Problem to work on ▸ Find the line with "Target: white market tent" and the line with "hand in this photo." in the entries below; output exactly those two lines, every line between them, and no others.

(Extracted records)

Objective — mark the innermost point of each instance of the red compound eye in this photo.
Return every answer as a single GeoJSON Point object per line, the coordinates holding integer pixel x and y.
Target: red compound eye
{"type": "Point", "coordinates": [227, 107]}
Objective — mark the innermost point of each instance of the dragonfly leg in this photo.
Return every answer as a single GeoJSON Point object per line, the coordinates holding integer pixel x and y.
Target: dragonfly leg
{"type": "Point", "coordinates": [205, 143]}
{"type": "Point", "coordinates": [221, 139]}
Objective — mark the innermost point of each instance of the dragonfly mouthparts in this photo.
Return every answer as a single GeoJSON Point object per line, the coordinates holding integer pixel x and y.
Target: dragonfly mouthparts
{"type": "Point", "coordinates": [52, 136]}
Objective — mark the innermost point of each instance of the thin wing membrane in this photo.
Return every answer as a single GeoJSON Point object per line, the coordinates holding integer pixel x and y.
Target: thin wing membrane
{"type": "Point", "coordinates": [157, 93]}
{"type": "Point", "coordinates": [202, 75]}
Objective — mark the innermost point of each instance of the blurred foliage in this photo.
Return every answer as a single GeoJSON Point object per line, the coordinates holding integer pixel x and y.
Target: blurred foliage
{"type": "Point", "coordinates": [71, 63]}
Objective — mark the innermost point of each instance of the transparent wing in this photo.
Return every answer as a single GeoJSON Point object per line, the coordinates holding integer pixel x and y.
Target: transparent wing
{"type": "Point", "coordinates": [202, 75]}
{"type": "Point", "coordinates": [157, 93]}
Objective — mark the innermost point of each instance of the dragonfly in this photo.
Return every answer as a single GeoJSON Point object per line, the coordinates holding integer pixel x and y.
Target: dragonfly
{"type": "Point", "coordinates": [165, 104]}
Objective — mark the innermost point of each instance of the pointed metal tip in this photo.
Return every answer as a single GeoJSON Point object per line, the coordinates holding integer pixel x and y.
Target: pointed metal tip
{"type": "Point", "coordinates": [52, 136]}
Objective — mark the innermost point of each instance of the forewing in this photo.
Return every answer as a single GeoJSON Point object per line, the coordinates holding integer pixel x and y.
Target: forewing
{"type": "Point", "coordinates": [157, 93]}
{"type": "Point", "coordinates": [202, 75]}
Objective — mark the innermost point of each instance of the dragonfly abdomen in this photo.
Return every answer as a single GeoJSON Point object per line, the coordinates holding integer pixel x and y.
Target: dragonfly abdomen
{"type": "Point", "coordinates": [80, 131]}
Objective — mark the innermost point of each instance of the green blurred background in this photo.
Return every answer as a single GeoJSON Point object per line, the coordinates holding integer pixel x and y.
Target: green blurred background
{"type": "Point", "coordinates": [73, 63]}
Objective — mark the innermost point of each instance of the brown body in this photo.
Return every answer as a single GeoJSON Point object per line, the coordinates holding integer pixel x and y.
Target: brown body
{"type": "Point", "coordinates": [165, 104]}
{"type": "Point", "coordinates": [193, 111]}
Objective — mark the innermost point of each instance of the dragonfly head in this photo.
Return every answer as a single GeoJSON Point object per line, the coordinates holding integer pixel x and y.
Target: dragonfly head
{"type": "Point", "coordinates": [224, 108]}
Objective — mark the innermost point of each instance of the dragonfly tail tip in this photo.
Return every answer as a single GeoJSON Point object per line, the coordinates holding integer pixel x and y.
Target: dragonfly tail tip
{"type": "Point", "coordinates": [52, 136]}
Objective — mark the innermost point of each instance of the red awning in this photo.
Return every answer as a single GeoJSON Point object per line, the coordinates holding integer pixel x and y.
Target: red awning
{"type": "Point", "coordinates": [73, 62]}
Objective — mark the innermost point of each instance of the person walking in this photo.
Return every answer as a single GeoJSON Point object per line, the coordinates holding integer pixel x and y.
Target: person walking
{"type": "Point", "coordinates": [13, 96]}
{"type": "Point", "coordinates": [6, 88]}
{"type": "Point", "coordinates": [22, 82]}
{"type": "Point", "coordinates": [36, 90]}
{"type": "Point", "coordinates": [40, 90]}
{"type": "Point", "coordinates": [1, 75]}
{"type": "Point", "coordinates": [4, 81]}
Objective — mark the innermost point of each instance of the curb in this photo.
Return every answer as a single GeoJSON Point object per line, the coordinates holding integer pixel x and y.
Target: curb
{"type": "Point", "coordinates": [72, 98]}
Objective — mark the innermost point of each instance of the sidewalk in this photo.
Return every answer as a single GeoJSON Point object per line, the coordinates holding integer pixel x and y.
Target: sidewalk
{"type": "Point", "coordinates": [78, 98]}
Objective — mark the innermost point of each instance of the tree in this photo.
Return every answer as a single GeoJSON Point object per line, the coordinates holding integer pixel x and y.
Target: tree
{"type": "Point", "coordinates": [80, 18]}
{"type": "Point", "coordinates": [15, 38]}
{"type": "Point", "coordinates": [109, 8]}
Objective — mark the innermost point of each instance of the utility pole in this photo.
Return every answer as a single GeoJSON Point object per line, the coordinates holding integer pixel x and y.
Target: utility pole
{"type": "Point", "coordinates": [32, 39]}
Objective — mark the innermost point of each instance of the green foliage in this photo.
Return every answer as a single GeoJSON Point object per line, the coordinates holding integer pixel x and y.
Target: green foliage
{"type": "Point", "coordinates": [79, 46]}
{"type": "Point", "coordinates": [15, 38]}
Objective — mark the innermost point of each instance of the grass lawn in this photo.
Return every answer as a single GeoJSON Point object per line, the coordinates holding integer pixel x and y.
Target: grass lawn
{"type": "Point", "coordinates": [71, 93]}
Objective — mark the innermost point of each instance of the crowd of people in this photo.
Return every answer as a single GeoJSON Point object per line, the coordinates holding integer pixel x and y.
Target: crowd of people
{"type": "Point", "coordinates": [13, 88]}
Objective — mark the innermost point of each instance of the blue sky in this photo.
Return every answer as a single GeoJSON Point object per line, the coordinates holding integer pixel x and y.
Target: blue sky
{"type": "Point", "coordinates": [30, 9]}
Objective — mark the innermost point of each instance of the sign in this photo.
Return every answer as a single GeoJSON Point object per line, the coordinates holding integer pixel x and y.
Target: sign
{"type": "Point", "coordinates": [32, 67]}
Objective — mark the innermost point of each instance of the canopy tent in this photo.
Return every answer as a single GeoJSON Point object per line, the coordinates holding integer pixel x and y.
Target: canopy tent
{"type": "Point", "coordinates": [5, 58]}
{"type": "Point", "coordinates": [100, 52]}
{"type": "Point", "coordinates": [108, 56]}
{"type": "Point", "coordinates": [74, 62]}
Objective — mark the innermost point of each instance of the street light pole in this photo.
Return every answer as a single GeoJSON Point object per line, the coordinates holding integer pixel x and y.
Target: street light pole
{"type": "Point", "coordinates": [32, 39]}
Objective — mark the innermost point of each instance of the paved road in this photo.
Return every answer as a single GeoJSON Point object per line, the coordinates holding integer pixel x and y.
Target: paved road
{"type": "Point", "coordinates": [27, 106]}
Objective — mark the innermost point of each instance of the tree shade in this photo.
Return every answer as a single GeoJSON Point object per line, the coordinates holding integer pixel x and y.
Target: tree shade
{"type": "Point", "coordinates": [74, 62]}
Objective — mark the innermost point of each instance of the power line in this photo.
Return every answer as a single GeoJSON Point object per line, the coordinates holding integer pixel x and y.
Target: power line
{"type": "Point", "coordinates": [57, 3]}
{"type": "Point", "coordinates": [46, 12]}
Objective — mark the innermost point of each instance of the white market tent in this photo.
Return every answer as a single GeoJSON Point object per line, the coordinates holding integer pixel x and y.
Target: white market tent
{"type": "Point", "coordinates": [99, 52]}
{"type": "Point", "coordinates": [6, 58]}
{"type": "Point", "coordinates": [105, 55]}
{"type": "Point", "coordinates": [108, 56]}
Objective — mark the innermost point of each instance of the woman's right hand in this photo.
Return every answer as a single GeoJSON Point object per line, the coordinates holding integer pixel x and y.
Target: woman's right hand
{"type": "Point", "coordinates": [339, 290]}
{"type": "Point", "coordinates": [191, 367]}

Completed exercise ▸
Target: white market tent
{"type": "Point", "coordinates": [99, 52]}
{"type": "Point", "coordinates": [6, 58]}
{"type": "Point", "coordinates": [105, 55]}
{"type": "Point", "coordinates": [108, 56]}
Objective — mark the innermost point of each instance of the woman's right hand in this photo.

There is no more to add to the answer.